Task to carry out:
Repeat precisely the span of lines below that opens with the line containing "box: [501, 385, 917, 641]" and closes with the line containing "negative clicks: (832, 773) (738, 446)", both included.

____

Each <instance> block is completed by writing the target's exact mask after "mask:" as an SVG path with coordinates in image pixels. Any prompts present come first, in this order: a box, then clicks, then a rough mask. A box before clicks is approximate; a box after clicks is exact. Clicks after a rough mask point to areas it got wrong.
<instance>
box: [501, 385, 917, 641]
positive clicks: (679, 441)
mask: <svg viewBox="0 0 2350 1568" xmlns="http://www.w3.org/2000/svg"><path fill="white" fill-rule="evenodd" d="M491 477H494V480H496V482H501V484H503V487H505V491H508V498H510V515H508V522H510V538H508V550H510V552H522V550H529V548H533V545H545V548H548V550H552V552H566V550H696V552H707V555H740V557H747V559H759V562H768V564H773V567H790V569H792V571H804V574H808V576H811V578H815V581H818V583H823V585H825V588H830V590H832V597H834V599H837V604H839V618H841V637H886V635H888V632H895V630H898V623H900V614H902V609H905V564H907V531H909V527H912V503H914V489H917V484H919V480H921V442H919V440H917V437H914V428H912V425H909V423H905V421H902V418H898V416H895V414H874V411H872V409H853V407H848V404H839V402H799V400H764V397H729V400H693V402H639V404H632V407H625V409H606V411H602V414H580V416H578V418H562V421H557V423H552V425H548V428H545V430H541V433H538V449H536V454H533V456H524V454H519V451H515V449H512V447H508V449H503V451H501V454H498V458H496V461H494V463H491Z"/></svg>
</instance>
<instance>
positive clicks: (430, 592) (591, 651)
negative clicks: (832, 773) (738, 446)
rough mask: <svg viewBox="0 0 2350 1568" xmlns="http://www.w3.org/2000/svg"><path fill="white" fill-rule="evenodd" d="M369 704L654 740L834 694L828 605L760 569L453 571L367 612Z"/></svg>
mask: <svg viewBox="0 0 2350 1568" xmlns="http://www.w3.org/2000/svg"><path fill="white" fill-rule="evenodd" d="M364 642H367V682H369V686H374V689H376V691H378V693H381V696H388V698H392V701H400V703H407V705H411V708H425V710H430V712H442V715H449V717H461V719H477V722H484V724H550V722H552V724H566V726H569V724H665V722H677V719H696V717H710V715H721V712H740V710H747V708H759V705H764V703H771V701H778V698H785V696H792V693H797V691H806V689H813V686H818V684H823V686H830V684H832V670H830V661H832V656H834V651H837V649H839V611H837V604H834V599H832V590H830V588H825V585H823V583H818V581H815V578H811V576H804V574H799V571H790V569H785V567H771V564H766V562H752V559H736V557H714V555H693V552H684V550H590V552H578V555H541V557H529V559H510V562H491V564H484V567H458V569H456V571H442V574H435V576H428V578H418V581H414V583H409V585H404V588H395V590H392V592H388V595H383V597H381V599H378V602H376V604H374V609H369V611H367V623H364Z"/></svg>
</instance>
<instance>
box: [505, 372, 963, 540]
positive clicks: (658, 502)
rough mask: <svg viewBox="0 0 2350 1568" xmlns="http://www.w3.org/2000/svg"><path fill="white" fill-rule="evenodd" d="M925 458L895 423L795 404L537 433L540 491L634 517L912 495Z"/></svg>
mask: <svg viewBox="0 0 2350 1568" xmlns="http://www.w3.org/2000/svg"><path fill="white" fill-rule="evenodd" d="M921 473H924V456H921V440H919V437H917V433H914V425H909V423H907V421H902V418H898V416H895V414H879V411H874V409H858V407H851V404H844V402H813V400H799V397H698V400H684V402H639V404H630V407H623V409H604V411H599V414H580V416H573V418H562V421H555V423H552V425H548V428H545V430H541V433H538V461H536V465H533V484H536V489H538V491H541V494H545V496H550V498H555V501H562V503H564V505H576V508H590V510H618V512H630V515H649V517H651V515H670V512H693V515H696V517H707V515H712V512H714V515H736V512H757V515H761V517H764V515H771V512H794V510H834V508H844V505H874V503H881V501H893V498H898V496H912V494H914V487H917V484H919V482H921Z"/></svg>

____

Response to the task:
box: [501, 385, 917, 641]
positive clicks: (679, 441)
mask: <svg viewBox="0 0 2350 1568" xmlns="http://www.w3.org/2000/svg"><path fill="white" fill-rule="evenodd" d="M491 477H494V480H496V482H501V484H503V487H505V491H508V498H510V515H508V522H510V538H508V550H510V552H522V550H529V548H533V545H545V548H548V550H552V552H566V550H696V552H707V555H740V557H747V559H759V562H768V564H773V567H790V569H792V571H804V574H808V576H811V578H815V581H818V583H823V585H825V588H830V590H832V597H834V599H837V604H839V618H841V637H886V635H888V632H895V630H898V623H900V614H902V609H905V564H907V531H909V527H912V503H914V489H917V484H919V480H921V442H919V440H917V437H914V428H912V425H909V423H905V421H902V418H898V416H895V414H874V411H872V409H853V407H848V404H839V402H799V400H764V397H729V400H693V402H639V404H632V407H625V409H606V411H602V414H580V416H578V418H562V421H557V423H552V425H548V428H545V430H541V433H538V449H536V454H533V456H524V454H519V451H515V449H512V447H508V449H503V451H501V454H498V458H496V461H494V463H491Z"/></svg>
</instance>
<instance>
positive clicks: (430, 592) (591, 651)
negative clicks: (832, 773) (738, 446)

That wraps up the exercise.